Start

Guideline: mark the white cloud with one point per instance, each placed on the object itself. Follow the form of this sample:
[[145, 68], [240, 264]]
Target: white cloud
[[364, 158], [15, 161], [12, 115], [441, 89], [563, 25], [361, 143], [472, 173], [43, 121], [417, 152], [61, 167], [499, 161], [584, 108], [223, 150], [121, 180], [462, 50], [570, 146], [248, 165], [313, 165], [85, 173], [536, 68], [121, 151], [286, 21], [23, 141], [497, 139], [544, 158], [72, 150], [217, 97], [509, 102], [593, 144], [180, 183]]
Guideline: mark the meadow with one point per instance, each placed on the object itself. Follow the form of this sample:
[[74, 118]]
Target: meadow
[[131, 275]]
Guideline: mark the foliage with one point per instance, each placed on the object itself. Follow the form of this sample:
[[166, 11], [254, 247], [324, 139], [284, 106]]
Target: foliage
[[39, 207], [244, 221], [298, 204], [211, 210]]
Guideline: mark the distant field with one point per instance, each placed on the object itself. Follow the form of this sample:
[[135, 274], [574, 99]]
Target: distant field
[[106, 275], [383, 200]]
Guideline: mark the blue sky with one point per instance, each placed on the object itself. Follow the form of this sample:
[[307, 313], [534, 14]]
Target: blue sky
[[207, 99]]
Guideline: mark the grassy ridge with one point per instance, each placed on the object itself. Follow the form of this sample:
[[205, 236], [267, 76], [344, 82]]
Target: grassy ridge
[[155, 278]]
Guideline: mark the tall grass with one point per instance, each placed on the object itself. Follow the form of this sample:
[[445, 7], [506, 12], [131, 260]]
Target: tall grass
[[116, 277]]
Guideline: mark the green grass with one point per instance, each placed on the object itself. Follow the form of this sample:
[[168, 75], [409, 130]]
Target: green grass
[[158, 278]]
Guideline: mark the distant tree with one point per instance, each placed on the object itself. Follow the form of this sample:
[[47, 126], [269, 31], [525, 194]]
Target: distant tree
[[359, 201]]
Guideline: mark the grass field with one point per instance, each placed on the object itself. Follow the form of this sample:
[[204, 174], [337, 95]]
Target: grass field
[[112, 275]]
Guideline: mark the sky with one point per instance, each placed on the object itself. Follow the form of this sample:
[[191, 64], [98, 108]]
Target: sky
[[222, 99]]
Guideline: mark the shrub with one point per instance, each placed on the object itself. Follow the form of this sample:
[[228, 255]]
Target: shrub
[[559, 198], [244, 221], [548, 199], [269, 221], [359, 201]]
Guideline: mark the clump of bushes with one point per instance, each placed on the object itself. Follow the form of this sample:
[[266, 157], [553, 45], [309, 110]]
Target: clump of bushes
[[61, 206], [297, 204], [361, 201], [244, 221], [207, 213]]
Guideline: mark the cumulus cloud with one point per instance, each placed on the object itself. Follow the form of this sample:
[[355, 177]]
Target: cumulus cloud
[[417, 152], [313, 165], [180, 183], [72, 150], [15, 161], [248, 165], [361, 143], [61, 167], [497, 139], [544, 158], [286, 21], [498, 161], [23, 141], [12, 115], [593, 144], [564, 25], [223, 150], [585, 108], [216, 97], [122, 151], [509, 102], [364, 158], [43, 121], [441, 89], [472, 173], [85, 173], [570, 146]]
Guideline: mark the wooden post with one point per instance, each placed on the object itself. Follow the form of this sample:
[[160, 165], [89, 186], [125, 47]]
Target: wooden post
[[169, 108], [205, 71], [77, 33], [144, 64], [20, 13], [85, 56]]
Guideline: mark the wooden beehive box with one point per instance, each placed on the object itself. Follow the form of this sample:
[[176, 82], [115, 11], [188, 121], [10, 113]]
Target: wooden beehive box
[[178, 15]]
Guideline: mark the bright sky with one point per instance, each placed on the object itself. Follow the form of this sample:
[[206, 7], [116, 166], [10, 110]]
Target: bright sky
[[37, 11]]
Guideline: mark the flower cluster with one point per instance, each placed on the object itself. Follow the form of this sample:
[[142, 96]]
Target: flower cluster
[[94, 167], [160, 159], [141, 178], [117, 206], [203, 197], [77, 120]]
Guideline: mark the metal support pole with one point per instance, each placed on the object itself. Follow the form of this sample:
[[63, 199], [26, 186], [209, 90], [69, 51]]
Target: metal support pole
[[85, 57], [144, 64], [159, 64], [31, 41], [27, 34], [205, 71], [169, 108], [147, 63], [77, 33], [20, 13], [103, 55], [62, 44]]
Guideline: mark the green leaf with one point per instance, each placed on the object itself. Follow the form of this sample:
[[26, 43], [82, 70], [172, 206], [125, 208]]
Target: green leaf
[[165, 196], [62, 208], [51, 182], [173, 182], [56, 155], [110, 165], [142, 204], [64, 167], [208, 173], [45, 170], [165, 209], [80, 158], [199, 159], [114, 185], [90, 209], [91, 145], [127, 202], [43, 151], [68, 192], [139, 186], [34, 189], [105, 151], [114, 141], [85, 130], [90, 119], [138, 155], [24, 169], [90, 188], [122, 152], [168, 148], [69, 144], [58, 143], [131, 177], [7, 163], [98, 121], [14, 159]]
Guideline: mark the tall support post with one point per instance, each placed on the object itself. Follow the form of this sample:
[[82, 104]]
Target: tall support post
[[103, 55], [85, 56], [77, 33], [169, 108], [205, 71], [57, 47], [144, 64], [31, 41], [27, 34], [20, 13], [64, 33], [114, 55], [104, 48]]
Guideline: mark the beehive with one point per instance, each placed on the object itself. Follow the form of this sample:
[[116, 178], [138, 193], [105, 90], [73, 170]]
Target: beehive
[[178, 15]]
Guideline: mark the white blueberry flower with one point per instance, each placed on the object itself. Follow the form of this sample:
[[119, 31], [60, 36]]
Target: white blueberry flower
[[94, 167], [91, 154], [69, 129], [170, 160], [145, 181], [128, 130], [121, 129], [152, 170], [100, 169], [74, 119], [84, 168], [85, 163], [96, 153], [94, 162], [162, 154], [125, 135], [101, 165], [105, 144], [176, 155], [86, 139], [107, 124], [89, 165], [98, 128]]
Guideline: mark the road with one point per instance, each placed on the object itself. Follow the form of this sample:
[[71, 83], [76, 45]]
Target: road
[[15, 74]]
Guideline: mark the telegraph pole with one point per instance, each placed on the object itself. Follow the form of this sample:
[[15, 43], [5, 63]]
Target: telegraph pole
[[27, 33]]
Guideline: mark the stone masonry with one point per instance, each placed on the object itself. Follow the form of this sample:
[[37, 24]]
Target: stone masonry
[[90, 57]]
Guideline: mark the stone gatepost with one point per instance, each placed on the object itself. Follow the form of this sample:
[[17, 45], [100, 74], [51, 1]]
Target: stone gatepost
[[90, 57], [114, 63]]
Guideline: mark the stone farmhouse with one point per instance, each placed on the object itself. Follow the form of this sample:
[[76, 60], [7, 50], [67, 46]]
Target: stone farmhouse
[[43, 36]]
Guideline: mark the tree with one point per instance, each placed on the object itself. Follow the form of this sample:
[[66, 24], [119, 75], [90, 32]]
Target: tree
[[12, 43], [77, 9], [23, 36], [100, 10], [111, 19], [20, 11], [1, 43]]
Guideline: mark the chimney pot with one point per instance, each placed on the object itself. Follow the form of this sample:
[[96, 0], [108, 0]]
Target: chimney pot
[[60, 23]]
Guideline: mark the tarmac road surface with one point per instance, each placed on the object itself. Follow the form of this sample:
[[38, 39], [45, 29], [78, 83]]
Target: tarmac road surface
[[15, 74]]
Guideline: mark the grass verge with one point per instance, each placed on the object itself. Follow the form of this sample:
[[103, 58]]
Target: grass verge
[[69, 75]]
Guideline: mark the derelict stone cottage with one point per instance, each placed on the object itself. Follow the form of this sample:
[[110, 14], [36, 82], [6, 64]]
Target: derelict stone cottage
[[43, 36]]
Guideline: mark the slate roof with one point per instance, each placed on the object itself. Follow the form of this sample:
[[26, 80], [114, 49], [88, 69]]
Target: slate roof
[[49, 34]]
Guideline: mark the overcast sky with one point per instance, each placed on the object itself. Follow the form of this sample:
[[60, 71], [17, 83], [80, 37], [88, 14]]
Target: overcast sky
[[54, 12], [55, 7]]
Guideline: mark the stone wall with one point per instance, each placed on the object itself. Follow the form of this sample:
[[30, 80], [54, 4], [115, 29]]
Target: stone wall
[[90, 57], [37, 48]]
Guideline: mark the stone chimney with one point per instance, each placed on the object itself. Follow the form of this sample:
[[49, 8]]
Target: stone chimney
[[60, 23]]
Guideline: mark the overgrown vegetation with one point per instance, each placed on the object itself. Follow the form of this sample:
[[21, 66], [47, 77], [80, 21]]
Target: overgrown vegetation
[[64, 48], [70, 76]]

End

Print nothing but the lines from the line with "Guideline: mark the tree" to the last line of the records above. Both of those lines count.

Guideline: mark the tree with one point per instance, each placed on the object itself. Follow the form of this sample:
[[66, 24], [119, 75], [90, 32]]
Target: tree
[[12, 43], [77, 9], [23, 36], [100, 10], [111, 19], [20, 11], [1, 43]]
Guideline: mark the chimney pot with one point per instance, each placed on the object itself. Follow the form of this sample:
[[96, 0], [108, 0]]
Target: chimney pot
[[60, 23]]
Guideline: mark the tarmac road surface with one point per instance, each placed on the object itself. Follow the form of this sample:
[[38, 39], [45, 29], [78, 83]]
Target: tarmac road surface
[[15, 74]]
Guideline: mark the grass verge with one point per instance, each placed on the object itself. Follow the form of this sample:
[[103, 58]]
Target: grass verge
[[69, 75]]
Guideline: mark the derelict stone cottage with one point per instance, each placed on the object itself. Follow the form of this sample:
[[110, 14], [36, 82], [6, 64]]
Target: derelict stone cottage
[[43, 36]]
Guideline: mark the slate roof with one point per instance, each placed on the object itself. Follow the form of this sample:
[[26, 80], [114, 49], [88, 69]]
Target: slate roof
[[49, 34]]
Guideline: mark the overcast sky with one point per instance, each placed on the object itself. Follow the form of this sample:
[[60, 71], [17, 83], [80, 37], [88, 14]]
Target: overcast sky
[[54, 12], [55, 7]]
Guideline: mark the stone wall with one point per instance, each placed on the object itself. Follow the form of this sample:
[[30, 80], [54, 4], [115, 29]]
Target: stone wall
[[90, 57], [37, 48]]
Guideline: mark the stone chimney with one point per instance, each placed on the object itself. Follow the form of this sample:
[[49, 8]]
Target: stone chimney
[[60, 23]]
Guideline: mark the overgrown vegetation with one point per instance, each placed on the object itself. Follow the form of this sample:
[[21, 66], [47, 77], [80, 21]]
Target: overgrown vegetation
[[64, 48], [70, 76]]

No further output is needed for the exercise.